───── Extract to read
Braverman plots Tory rebellion on Rwanda plan after stinging attack on PM

Rishi Sunak and Suella Braverman at a meeting in April 2023.
Rishi Sunak and Suella Braverman at a meeting in April 2023. Photograph: Phil Noble/AP

Suella Braverman has launched an astonishing personal attack on Rishi Sunak, describing the prime minister as weak and dishonest and claiming he reneged on promises to push through a series of controversial policy pledges.

In a brutal three-page letter published a day after she was sacked as home secretary, Braverman warned Sunak that she now intends to spearhead a Tory rebellion over the government’s Rwanda plan.

“Someone needs to be honest: your plan is not working, we have endured record election defeats, your resets have failed and we are running out of time. You need to change course urgently,” she wrote.

Dozens of Conservative MPs are poised to demand that the government quits the European convention on human rights, a move resisted by senior cabinet ministers, if the UK’s highest court rules against sending asylum seekers to Rwanda on Wednesday.

Home Office insiders said the government had no plan B in the event of losing in the supreme court, suggesting that ministers were “panicked” over the potential outcome. They warned it was highly unlikely that flights to Rwanda would be able to take off before February even if they won.

In her letter, Braverman said that Sunak had failed to prepare a credible backup plan and had ignored her suggestion – believed to be emergency legislation to change domestic law so that the government could ignore the ruling and the flights could go ahead.
──────────
───── Listed entries
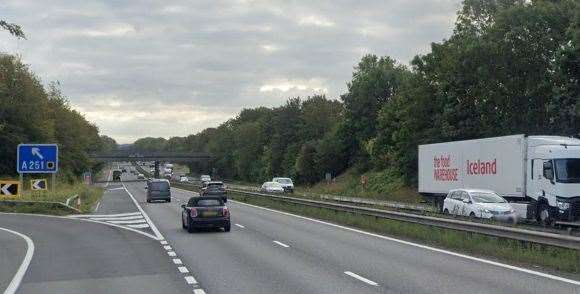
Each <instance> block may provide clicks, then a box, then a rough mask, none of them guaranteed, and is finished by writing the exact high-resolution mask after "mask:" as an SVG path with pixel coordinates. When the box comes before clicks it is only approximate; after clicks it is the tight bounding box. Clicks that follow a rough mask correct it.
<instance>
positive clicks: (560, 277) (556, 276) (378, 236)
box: [229, 200, 580, 286]
mask: <svg viewBox="0 0 580 294" xmlns="http://www.w3.org/2000/svg"><path fill="white" fill-rule="evenodd" d="M229 201H231V202H233V203H238V204H241V205H246V206H250V207H254V208H259V209H263V210H266V211H270V212H276V213H280V214H284V215H288V216H293V217H297V218H301V219H305V220H309V221H313V222H317V223H320V224H325V225H328V226H331V227H335V228H341V229H344V230H347V231H351V232H356V233H359V234H364V235H368V236H372V237H376V238H380V239H383V240H388V241H392V242H396V243H399V244H405V245H409V246H413V247H417V248H421V249H425V250H430V251H434V252H438V253H443V254H447V255H452V256H455V257H461V258H465V259H469V260H473V261H478V262H481V263H485V264H489V265H493V266H497V267H502V268H506V269H511V270H514V271H518V272H523V273H526V274H530V275H535V276H539V277H543V278H547V279H551V280H555V281H560V282H564V283H568V284H572V285H577V286H580V281H576V280H572V279H568V278H564V277H560V276H555V275H551V274H547V273H542V272H538V271H534V270H530V269H526V268H522V267H517V266H513V265H509V264H505V263H501V262H496V261H491V260H487V259H483V258H479V257H473V256H469V255H465V254H461V253H457V252H453V251H449V250H445V249H439V248H435V247H431V246H427V245H422V244H418V243H413V242H409V241H405V240H400V239H396V238H393V237H387V236H384V235H380V234H375V233H370V232H366V231H363V230H359V229H355V228H350V227H346V226H342V225H337V224H333V223H330V222H326V221H322V220H318V219H314V218H309V217H306V216H301V215H297V214H292V213H289V212H284V211H279V210H275V209H271V208H266V207H261V206H257V205H253V204H248V203H243V202H240V201H236V200H229Z"/></svg>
──────────
→ **Work to complete**: Decide whether each statement agrees with the news excerpt, giving yes or no and quoting its deciding words: (a) Braverman's letter was published a day after she was sacked as home secretary; (b) Home Office insiders expected flights to Rwanda to take off before February if the government won; (c) senior cabinet ministers favor quitting the European convention on human rights.

→ **Solution to this task**:
(a) Yes: "published a day after she was sacked as home secretary"
(b) No: "highly unlikely that flights to Rwanda would be able to take off before February even if they won"
(c) No: "a move resisted by senior cabinet ministers"